=== INSTRUCTIONS FOR THE TASK ===
Please rewrite the records from the line containing "logo in this photo." through the line containing "(602, 1301)", both included, swapping "clump of trees" for "grove of trees" and leaving everything else unchanged.

=== SOURCE RECORDS ===
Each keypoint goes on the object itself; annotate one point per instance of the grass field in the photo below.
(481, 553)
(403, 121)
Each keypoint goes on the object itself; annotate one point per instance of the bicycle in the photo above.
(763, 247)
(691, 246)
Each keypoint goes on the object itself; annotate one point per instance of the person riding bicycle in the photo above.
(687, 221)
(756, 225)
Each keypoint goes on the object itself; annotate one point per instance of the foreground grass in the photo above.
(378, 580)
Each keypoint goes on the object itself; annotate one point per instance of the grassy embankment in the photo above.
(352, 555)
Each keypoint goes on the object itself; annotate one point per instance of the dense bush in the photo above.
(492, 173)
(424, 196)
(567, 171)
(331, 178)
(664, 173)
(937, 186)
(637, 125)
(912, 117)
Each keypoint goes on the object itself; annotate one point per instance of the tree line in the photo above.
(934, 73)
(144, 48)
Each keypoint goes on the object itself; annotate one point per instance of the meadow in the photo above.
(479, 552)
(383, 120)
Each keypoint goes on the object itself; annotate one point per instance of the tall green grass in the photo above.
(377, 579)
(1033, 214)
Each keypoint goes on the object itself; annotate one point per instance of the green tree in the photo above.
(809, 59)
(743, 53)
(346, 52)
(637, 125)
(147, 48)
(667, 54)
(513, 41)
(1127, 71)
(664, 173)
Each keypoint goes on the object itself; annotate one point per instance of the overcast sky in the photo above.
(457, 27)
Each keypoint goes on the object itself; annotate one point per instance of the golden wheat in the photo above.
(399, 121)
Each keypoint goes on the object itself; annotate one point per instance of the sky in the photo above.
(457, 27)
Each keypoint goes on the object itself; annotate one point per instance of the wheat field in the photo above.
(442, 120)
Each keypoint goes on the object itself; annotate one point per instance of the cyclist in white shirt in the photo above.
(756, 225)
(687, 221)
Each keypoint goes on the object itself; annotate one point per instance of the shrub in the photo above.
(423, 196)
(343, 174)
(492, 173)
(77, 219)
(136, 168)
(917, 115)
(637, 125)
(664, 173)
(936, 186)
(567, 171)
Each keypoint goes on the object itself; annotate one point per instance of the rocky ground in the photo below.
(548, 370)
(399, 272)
* * *
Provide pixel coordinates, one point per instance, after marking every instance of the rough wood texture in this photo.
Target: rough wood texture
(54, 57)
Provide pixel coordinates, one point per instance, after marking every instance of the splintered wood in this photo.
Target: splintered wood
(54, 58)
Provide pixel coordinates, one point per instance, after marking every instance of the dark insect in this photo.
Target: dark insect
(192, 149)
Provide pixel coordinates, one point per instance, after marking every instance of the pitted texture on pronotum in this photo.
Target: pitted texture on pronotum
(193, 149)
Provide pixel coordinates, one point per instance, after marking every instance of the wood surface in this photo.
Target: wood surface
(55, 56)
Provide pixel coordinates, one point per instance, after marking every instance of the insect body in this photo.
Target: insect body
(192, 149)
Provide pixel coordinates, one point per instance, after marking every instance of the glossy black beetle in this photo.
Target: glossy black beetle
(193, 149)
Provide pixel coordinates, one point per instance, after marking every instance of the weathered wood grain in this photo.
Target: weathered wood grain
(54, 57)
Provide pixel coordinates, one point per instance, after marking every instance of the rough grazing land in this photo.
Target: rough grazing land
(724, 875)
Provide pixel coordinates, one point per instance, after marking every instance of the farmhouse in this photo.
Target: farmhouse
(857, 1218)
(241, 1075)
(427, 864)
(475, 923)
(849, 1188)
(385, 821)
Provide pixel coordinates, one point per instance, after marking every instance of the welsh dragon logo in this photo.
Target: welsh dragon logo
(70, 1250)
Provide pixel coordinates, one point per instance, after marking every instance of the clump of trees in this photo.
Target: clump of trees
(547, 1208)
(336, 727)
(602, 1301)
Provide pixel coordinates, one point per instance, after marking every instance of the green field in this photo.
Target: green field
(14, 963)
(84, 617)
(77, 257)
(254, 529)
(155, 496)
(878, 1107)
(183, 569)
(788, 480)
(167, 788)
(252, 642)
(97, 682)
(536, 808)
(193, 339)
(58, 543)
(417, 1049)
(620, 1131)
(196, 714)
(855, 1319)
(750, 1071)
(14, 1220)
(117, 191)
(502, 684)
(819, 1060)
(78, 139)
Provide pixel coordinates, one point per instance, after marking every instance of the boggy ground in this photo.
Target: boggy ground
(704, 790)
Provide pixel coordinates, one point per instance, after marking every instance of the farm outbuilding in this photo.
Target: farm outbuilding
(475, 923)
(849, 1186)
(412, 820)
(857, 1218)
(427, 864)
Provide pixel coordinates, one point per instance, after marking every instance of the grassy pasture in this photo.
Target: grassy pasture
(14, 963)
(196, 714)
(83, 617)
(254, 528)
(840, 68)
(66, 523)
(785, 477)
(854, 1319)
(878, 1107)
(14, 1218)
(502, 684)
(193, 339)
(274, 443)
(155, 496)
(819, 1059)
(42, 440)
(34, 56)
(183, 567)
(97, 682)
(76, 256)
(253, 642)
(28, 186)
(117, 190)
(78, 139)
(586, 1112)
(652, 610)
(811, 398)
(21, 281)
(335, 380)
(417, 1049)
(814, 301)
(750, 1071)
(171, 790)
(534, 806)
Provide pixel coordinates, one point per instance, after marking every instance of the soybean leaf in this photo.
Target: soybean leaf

=== EXPECTED ANSWER ===
Provide pixel coordinates, one point per instance, after marking every instance of the welsh dragon logo in this photo.
Target: welsh dragon logo
(70, 1250)
Provide pixel coordinates, one point per instance, after marking every instance of the grove of trees in this photo.
Target: grove of trees
(547, 1208)
(336, 727)
(602, 1301)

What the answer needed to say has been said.